(Problem requirements): Each line from the one containing "[[291, 93], [391, 129], [158, 202]]" through the end of the data must be retyped exactly, and no other line.

[Point localization data]
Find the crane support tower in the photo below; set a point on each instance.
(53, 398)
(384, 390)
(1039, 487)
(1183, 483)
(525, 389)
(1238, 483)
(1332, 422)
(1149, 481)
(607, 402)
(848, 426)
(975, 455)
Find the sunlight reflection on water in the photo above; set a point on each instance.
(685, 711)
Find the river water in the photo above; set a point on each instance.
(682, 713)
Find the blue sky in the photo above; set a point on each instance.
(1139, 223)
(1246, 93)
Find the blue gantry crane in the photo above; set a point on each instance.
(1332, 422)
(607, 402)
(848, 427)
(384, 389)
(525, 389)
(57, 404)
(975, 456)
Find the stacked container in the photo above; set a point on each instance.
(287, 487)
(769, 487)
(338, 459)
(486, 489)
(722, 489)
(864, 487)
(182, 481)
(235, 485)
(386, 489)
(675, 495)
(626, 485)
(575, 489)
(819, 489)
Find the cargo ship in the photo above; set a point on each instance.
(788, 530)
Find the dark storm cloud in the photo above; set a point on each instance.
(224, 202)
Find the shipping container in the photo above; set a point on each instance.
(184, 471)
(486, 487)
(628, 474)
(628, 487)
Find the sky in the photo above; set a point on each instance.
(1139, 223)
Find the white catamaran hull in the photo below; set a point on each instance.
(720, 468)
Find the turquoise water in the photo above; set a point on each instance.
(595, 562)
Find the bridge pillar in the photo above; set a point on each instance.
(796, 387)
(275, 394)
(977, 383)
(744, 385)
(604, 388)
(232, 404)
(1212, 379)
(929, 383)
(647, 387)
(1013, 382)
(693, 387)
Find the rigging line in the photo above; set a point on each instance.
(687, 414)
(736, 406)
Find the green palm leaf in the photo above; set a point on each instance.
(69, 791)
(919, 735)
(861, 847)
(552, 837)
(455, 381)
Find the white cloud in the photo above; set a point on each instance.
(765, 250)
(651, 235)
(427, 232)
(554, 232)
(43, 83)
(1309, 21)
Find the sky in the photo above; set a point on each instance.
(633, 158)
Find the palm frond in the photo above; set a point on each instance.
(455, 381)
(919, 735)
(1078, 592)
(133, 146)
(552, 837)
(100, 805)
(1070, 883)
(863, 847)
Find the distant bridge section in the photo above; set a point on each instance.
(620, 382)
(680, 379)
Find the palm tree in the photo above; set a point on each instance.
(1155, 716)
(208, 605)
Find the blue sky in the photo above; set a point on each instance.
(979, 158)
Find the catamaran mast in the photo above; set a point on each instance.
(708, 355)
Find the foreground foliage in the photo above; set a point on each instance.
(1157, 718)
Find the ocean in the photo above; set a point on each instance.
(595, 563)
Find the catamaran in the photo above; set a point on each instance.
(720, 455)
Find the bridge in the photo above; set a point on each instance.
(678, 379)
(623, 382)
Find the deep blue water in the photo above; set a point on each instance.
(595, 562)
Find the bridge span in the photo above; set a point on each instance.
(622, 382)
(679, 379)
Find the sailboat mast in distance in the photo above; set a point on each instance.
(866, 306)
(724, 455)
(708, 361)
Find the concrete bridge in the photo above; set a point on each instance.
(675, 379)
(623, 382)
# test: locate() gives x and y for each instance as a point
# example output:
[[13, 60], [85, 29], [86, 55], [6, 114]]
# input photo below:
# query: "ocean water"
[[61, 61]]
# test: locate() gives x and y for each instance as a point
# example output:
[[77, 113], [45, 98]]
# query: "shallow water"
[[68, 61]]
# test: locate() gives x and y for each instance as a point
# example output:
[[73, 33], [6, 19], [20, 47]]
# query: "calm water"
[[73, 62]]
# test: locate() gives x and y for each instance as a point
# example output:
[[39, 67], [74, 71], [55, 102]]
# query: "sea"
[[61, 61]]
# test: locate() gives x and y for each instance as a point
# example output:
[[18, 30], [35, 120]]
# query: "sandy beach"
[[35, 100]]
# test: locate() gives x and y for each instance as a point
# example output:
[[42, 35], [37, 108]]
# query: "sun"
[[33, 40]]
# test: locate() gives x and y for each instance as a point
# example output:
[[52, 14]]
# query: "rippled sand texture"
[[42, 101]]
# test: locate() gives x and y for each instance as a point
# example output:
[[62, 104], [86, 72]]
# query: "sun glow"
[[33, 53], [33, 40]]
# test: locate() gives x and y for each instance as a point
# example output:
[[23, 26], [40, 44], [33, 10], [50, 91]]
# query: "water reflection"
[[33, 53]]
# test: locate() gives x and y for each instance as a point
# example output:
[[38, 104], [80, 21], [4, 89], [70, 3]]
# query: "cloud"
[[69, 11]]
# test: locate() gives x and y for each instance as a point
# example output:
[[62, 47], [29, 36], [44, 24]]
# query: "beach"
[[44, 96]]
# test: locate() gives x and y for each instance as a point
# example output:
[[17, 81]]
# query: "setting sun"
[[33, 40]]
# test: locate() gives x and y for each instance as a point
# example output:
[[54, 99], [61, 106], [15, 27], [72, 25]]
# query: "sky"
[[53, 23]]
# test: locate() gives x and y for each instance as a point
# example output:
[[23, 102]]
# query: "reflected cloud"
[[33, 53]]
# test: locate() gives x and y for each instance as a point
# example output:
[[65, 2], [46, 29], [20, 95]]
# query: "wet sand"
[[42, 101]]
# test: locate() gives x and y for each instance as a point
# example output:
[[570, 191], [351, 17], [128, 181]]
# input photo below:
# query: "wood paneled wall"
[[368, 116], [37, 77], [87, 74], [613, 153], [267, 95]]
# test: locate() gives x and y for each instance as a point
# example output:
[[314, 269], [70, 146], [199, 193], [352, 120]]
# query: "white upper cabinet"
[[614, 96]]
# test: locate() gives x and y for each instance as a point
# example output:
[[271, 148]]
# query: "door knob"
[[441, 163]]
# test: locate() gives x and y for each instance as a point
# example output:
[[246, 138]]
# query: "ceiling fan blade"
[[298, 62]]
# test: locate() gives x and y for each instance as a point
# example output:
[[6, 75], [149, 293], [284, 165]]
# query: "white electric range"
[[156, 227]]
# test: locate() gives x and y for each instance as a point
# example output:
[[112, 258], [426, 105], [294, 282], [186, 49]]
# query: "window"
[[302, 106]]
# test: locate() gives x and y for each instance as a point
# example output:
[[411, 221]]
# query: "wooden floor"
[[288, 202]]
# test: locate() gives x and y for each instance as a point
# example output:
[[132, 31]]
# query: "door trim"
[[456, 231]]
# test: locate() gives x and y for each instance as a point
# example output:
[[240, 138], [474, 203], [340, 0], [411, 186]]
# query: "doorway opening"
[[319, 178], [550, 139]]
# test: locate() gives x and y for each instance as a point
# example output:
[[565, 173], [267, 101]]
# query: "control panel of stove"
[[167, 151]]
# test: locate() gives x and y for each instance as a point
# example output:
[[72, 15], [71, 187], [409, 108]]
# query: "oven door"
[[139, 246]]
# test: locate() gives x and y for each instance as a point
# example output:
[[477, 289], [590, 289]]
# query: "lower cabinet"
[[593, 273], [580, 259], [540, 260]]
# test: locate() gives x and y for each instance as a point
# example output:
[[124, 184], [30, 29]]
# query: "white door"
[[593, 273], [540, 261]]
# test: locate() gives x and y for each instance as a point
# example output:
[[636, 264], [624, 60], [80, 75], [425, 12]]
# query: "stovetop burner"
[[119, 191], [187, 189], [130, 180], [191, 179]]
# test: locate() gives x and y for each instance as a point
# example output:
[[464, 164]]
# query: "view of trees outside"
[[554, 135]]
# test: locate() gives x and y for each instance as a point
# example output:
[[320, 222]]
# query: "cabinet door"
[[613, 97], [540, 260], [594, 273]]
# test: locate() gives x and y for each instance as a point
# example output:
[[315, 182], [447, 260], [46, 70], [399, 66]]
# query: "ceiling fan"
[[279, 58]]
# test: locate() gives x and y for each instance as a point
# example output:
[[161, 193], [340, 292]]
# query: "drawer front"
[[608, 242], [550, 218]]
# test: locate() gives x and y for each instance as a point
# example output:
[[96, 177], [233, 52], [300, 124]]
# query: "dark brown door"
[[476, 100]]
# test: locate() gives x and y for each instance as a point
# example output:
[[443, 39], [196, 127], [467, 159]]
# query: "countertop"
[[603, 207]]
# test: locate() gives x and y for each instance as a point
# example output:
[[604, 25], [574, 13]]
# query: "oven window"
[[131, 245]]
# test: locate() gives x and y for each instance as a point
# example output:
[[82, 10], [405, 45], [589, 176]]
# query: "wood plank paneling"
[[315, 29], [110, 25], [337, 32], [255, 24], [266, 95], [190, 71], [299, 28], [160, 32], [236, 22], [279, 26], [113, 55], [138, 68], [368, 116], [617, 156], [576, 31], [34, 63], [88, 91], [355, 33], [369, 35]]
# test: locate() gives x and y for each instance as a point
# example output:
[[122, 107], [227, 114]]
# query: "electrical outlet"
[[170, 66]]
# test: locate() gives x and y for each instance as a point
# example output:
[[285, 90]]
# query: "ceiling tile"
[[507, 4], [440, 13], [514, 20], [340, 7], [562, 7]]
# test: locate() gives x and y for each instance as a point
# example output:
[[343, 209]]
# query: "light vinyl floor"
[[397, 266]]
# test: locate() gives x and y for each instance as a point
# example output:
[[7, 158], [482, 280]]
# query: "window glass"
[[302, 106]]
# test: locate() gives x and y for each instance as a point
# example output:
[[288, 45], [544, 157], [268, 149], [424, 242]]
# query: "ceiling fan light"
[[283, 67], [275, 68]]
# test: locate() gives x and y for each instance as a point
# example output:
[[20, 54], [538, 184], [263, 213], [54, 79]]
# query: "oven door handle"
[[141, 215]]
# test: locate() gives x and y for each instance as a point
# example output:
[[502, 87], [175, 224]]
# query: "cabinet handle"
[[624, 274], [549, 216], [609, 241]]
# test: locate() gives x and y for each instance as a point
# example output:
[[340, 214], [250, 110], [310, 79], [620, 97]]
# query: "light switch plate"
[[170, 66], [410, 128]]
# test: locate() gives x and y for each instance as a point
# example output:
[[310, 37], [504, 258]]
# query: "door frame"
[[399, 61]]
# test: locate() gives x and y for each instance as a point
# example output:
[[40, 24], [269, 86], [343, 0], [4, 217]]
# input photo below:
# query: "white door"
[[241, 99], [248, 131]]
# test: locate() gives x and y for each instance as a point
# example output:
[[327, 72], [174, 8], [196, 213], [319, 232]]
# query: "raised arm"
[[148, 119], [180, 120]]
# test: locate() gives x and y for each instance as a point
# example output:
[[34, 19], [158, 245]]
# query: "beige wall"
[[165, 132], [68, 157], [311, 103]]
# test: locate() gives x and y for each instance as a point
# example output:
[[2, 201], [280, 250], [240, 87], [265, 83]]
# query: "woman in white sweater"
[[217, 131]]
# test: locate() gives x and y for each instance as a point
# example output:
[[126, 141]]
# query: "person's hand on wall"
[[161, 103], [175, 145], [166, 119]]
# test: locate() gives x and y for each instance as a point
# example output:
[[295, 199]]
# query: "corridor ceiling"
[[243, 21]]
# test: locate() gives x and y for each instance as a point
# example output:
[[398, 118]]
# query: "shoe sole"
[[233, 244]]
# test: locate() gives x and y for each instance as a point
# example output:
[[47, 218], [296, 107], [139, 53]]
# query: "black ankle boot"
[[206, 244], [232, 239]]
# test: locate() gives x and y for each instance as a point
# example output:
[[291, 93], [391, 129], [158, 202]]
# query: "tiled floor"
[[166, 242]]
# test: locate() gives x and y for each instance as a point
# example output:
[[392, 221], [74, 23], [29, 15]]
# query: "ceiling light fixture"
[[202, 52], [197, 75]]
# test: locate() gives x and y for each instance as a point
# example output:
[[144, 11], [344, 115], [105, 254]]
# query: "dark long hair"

(Expected answer):
[[291, 93], [391, 129], [158, 202]]
# query: "tiled floor"
[[166, 242]]
# test: locate() gives x and y for each instance as a point
# example output:
[[392, 221], [74, 23], [29, 15]]
# query: "ceiling light fixture"
[[202, 52], [197, 75]]
# test: locate() gives x and y for each instance as a point
# example output:
[[144, 11], [344, 115], [105, 254]]
# query: "dark long hair"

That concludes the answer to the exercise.